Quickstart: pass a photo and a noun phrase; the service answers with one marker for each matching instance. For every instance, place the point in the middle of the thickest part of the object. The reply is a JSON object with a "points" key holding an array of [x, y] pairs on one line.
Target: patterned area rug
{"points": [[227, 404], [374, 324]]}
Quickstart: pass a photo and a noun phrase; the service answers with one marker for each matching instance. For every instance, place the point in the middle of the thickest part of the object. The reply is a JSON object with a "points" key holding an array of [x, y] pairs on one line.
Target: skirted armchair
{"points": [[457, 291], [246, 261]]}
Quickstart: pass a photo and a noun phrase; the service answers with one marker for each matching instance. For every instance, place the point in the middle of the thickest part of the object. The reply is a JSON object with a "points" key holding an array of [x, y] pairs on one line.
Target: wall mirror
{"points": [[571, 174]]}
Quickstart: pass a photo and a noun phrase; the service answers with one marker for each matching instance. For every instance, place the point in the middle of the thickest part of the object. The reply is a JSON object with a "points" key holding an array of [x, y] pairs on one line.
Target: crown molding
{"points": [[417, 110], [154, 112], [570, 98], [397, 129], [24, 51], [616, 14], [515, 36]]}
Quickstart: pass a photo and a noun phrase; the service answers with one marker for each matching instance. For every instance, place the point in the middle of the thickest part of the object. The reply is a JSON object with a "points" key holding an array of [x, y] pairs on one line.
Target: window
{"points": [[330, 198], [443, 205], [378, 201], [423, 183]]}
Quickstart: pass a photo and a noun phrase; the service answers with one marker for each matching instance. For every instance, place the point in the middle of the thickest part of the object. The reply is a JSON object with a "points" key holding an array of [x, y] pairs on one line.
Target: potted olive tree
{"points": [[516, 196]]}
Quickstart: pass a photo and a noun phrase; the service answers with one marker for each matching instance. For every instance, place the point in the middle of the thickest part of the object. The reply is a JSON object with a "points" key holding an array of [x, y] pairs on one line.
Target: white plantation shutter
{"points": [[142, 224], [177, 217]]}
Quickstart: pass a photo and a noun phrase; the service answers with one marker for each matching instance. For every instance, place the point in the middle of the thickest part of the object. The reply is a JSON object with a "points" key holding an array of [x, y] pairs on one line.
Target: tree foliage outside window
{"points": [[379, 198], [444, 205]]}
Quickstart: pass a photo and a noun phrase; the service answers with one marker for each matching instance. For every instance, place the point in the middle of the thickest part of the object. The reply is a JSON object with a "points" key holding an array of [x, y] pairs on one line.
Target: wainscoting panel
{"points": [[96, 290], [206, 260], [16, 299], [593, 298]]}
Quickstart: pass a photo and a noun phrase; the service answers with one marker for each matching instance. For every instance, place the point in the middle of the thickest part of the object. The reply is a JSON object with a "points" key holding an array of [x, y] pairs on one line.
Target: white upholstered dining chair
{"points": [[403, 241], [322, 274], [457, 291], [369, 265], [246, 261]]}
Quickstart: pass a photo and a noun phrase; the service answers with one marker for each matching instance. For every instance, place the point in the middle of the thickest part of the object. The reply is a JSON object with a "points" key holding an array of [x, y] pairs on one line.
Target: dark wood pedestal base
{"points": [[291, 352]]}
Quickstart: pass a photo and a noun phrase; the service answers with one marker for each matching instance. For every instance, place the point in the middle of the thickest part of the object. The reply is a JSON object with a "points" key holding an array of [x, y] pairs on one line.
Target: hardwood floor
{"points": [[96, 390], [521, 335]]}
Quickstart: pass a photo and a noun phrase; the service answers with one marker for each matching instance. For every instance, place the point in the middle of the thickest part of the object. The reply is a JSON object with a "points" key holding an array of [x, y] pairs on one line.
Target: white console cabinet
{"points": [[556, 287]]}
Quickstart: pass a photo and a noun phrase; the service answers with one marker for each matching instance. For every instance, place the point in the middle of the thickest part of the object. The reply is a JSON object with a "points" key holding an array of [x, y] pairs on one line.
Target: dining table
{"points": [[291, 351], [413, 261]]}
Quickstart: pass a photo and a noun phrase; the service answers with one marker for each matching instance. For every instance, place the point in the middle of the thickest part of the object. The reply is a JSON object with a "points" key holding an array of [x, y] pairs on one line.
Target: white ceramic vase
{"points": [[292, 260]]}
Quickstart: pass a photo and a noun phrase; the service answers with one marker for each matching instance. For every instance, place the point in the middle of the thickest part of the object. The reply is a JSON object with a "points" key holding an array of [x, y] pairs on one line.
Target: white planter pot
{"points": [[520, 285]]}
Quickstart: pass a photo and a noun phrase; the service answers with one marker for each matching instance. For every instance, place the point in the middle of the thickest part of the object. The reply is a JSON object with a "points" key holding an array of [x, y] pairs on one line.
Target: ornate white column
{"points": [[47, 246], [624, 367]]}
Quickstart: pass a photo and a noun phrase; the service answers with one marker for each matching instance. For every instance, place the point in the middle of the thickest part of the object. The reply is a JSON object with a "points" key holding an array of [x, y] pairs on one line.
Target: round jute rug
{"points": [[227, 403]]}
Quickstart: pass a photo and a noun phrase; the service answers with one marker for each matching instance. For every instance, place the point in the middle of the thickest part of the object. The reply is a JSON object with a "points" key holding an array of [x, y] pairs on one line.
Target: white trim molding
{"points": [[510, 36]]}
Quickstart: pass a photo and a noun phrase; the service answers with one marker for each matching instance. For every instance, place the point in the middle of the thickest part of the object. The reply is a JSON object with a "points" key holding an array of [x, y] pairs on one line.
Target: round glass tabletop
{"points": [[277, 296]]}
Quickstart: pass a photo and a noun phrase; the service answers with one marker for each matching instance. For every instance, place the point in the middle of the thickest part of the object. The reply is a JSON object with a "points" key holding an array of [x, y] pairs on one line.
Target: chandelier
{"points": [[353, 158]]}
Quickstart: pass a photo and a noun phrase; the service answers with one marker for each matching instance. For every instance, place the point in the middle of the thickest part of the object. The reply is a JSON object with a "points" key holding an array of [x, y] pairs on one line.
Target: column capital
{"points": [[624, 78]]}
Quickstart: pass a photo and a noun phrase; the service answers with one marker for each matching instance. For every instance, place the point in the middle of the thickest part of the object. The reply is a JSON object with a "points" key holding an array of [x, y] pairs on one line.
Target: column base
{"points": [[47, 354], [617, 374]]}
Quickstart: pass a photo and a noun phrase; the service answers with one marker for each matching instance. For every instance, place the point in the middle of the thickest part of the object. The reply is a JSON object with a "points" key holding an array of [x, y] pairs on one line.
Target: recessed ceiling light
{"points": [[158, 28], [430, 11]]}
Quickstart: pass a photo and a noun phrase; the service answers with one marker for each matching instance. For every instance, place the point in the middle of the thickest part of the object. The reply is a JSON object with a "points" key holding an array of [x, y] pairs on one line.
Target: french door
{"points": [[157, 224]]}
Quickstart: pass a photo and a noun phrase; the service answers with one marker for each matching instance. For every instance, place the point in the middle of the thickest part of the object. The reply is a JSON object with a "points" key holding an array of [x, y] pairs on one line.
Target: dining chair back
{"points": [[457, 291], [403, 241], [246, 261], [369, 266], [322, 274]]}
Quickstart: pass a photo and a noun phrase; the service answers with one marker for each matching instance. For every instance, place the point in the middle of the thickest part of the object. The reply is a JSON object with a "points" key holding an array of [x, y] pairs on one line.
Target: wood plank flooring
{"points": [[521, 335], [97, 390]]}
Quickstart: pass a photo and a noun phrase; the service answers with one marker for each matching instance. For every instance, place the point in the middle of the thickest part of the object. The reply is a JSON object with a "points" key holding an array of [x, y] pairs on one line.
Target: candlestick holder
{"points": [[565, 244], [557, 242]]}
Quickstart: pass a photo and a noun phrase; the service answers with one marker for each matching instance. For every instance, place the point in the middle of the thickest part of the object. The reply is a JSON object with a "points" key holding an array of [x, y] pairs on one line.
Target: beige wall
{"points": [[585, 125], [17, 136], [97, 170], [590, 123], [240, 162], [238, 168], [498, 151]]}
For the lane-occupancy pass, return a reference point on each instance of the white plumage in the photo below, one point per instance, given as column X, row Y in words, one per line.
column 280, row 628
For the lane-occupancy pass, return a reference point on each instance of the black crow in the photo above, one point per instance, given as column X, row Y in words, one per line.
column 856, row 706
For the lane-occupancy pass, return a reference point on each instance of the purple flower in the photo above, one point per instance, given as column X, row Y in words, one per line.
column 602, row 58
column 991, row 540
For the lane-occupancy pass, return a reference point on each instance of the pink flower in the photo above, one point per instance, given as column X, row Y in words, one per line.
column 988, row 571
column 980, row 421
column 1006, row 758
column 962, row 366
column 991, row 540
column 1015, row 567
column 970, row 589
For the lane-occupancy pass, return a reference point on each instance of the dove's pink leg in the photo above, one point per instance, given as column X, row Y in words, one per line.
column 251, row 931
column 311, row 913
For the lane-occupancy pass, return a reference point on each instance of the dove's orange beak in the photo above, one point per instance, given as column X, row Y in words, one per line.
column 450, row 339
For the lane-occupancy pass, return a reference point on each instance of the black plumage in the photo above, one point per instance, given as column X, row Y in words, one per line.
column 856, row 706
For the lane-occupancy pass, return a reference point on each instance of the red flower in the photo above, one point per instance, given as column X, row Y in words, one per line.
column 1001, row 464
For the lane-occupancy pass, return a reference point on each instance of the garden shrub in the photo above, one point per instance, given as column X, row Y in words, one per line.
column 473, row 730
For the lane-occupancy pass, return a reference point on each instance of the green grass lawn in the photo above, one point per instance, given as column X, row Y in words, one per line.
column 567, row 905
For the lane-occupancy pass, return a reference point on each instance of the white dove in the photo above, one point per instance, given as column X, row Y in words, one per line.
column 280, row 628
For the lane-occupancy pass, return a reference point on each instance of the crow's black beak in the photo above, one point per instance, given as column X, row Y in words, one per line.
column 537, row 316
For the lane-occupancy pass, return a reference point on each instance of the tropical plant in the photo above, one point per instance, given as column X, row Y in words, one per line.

========================================================================

Verbatim reproduction is required for the line holding "of the green" and for every line after it in the records, with no other line included.

* [EXERCISE RESPONSE]
For the lane-occupancy pass, return a reference point on each instance of the green grass lawn in the photo above, one point per instance, given as column X, row Y in words, one per line.
column 567, row 905
For the lane-occupancy pass, return a reference point on each instance of the white dove in the photo above, one point per instance, given as column X, row Y in words, one per line.
column 280, row 628
For the lane-occupancy pass, return a reference point on each instance of the crow's black beak in the photo above, one point per instance, given as column X, row Y in words, one per line.
column 537, row 316
For the lane-occupancy pass, return a reference point on each instance of the tropical plant in the photo above, one point per instance, given as column X, row Y in words, one per line.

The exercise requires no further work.